--- START OF PROVIDED RECORDS ---

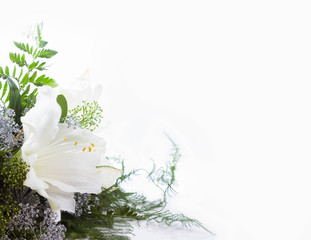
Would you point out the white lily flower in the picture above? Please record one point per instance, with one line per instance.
(62, 160)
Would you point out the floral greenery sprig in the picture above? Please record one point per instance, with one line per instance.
(18, 89)
(89, 114)
(30, 205)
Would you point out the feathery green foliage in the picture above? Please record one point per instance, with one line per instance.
(18, 88)
(111, 212)
(89, 114)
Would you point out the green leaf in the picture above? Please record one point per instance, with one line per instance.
(15, 99)
(5, 87)
(43, 44)
(14, 72)
(21, 46)
(16, 58)
(25, 79)
(24, 94)
(46, 53)
(33, 65)
(61, 100)
(33, 76)
(20, 75)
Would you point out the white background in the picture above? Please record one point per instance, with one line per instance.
(228, 80)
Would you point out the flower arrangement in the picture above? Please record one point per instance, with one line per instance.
(56, 180)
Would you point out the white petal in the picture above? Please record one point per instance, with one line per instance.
(36, 183)
(40, 123)
(109, 175)
(60, 200)
(70, 161)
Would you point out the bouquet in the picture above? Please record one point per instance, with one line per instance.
(56, 180)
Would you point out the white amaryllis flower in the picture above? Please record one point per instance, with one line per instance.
(62, 160)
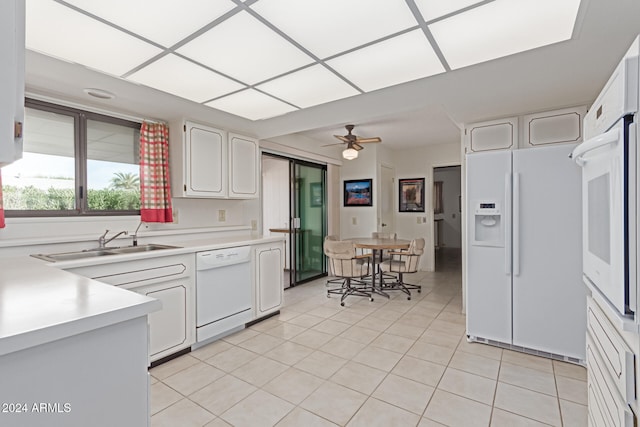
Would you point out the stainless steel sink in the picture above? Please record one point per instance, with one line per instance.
(91, 253)
(140, 248)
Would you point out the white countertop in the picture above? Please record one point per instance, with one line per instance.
(40, 303)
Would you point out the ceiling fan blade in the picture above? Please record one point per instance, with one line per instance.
(365, 140)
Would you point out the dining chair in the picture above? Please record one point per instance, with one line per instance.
(337, 281)
(348, 266)
(401, 262)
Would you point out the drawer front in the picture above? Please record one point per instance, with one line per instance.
(618, 360)
(143, 275)
(607, 408)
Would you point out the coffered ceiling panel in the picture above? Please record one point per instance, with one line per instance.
(285, 55)
(390, 62)
(434, 9)
(61, 32)
(328, 27)
(165, 22)
(503, 27)
(310, 86)
(244, 48)
(185, 79)
(251, 104)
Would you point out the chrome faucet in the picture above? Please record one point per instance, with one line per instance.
(102, 241)
(135, 235)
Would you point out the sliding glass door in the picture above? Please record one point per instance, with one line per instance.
(309, 213)
(294, 205)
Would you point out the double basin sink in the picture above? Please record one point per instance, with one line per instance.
(92, 253)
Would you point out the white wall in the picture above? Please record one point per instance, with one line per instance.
(419, 163)
(450, 227)
(365, 217)
(275, 189)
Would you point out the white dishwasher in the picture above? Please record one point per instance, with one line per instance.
(223, 291)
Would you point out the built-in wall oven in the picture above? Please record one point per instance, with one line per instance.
(609, 161)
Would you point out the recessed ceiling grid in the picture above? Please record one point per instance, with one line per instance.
(263, 58)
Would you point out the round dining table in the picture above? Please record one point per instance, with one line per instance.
(377, 245)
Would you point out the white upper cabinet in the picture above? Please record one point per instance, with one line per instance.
(244, 166)
(492, 135)
(12, 22)
(553, 127)
(205, 162)
(206, 152)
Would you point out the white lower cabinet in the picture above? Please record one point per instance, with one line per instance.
(167, 327)
(170, 279)
(611, 380)
(269, 290)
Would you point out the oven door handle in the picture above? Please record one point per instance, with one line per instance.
(607, 138)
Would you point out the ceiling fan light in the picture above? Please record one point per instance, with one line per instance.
(350, 153)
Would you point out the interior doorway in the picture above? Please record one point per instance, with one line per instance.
(387, 200)
(447, 216)
(294, 204)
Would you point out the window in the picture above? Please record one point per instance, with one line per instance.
(74, 163)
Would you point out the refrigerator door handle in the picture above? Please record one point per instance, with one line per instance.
(516, 224)
(507, 224)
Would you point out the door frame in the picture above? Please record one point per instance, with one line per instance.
(431, 215)
(392, 168)
(292, 249)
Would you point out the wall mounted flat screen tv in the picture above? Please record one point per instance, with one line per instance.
(358, 192)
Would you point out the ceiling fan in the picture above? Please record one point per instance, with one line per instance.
(353, 143)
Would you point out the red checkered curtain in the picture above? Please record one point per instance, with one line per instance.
(1, 204)
(155, 191)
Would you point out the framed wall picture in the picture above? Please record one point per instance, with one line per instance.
(411, 195)
(358, 192)
(315, 194)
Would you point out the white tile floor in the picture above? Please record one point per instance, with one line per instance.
(383, 363)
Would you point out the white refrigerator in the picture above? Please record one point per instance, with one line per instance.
(524, 242)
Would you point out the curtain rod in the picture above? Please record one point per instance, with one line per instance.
(92, 109)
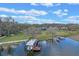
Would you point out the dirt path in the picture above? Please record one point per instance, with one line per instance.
(75, 37)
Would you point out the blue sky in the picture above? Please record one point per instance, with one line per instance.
(39, 13)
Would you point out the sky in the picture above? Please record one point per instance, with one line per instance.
(40, 13)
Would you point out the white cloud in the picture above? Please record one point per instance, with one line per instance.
(3, 15)
(72, 19)
(61, 13)
(32, 12)
(42, 4)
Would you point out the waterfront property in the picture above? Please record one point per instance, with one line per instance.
(33, 45)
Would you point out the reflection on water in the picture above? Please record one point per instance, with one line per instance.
(66, 47)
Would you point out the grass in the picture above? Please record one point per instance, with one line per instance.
(19, 36)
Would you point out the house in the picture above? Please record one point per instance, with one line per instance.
(32, 45)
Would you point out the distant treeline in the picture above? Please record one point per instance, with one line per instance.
(8, 26)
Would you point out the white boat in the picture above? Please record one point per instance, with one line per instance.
(32, 44)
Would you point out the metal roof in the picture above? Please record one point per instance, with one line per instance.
(31, 42)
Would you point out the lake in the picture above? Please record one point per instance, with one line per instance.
(65, 47)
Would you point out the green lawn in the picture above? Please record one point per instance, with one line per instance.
(19, 36)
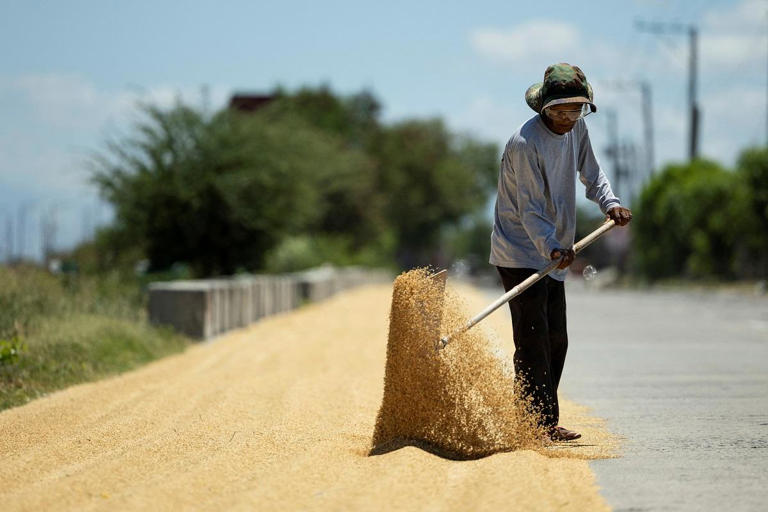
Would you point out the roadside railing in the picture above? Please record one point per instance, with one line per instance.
(204, 308)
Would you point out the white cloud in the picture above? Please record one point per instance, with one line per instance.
(530, 41)
(748, 15)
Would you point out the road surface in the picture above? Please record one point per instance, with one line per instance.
(683, 376)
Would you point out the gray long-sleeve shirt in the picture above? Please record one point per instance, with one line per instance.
(536, 203)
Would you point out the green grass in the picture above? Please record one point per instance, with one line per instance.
(60, 331)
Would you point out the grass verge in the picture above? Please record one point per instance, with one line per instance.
(55, 332)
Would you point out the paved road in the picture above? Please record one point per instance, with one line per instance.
(684, 377)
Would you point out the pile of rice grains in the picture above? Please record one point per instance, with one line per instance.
(459, 402)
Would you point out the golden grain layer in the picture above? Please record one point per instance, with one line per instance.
(274, 417)
(460, 401)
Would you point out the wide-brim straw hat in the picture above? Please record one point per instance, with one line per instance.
(562, 83)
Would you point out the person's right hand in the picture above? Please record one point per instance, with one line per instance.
(567, 256)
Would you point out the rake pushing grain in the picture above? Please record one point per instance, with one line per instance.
(458, 402)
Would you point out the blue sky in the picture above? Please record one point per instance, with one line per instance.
(72, 72)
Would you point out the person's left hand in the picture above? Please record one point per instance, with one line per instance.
(620, 215)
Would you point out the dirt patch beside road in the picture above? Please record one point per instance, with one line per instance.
(276, 416)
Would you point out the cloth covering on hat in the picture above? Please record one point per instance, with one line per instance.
(563, 83)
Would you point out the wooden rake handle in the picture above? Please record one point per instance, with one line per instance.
(520, 288)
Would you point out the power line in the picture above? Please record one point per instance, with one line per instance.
(663, 28)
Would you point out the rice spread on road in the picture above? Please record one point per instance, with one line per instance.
(459, 401)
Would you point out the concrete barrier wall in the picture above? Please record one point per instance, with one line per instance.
(205, 308)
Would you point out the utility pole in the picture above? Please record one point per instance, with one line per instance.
(693, 151)
(659, 28)
(647, 112)
(614, 152)
(645, 91)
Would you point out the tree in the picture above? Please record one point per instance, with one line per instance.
(684, 222)
(219, 193)
(752, 172)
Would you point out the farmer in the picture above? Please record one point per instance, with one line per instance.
(535, 223)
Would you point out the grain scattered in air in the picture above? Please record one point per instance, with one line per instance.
(458, 402)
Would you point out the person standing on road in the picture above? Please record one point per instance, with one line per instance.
(535, 223)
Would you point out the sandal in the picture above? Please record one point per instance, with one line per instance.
(563, 434)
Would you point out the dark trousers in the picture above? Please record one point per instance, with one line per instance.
(541, 338)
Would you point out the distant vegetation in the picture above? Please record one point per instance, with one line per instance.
(56, 331)
(700, 220)
(310, 178)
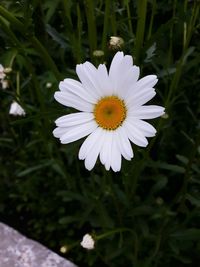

--- END OF PROVIDED RECORDS ---

DESCRIPTION OF THE TASK: List every line in the data above that contains the string "refrigerator", treating uppercase and lowercase as different.

ANSWER TO THE EXERCISE:
Would you point out the refrigerator door handle in the picture above? Please record one point per instance, with one line per instance.
Would you point out the white refrigerator in the picture above? Please record one point per instance, with one line per instance.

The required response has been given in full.